◆ PASSAGE SHOWN:
Byun, Kyung-ga 1 Kim, Yune-jung 2

1서원대학교
2덕성여자대학교

Accredited

ABSTRACT

This study explores how laughter functions in university students’ self-introduction speeches and how it shapes speaker–audience relationships and discourse flow from a conversation-analytic perspective. Video-recorded self-introduction presentations were analyzed using Jefferson’s laughter transcription system, with “laughter episodes”-comprising laughter initiation, audience response, and the speaker’s subsequent adjustment-as the basic unit of analysis. The analysis focused on patterns of laughter uptake, interactional functions, and identity performance. The results show that laughter in self-introduction discourse can be classified into three types according to emotional alignment: laughter failure, in which emotionally weighted self-disclosure is not taken up by the audience; shared laughter, where light self-disclosure combined with laughter fosters emotional rapport; and audience-initiated laughter, in which the audience first laughs at situational events and the speaker aligns with this response to ease tension. Overall, laughter operates as a metacommunicative signal that guides how utterances are interpreted and influences subsequent discourse. These findings suggest that speech education should approach laughter as an affective and interactional resource rather than merely a humorous technique, emphasizing learners’ sensitivity to audience responses and their ability to adjust speech in real time.

◆ GOAL: Name the types of laughter in self-introduction speeches that the abstract identifies.

◆ DATA EXTRACT:
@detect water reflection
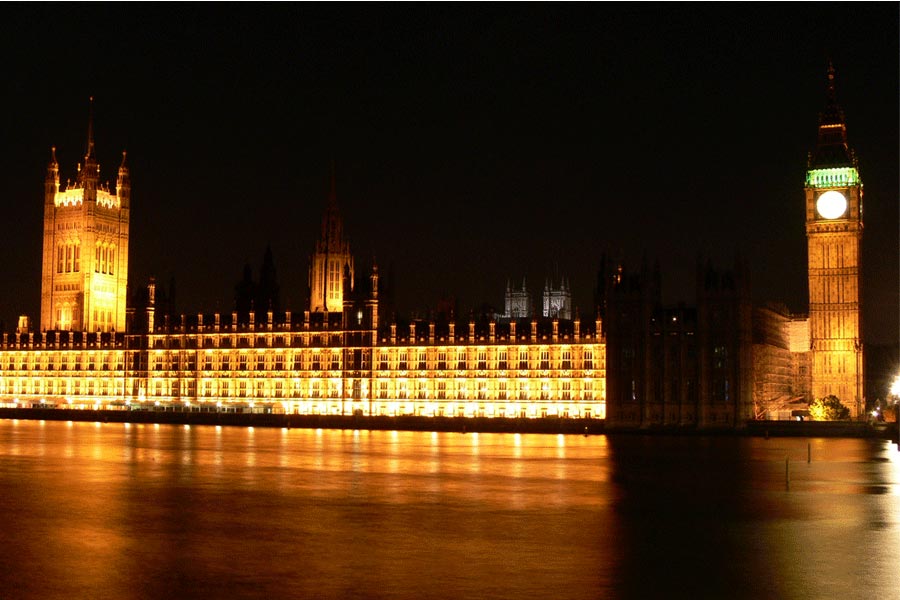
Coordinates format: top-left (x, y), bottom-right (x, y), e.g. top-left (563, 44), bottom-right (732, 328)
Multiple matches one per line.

◆ ANSWER FOR THIS EXERCISE: Laughter failure, shared laughter, and audience-initiated laughter.